begin The data

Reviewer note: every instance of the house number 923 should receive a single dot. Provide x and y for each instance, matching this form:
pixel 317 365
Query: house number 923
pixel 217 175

end The data
begin The data

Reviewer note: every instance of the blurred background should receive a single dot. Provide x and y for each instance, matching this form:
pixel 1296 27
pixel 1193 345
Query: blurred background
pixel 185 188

end The data

• _What is required_:
Please rewrite the rows starting at the line that contains "Reviewer note: every instance of the house" and ending at the line that contains "pixel 217 175", replacing "single dot" with "single point" and leaving everything else unchanged.

• _Result_:
Reviewer note: every instance of the house number 923 should receive a single point. Provide x and y for each instance, matching this form:
pixel 317 365
Query: house number 923
pixel 217 175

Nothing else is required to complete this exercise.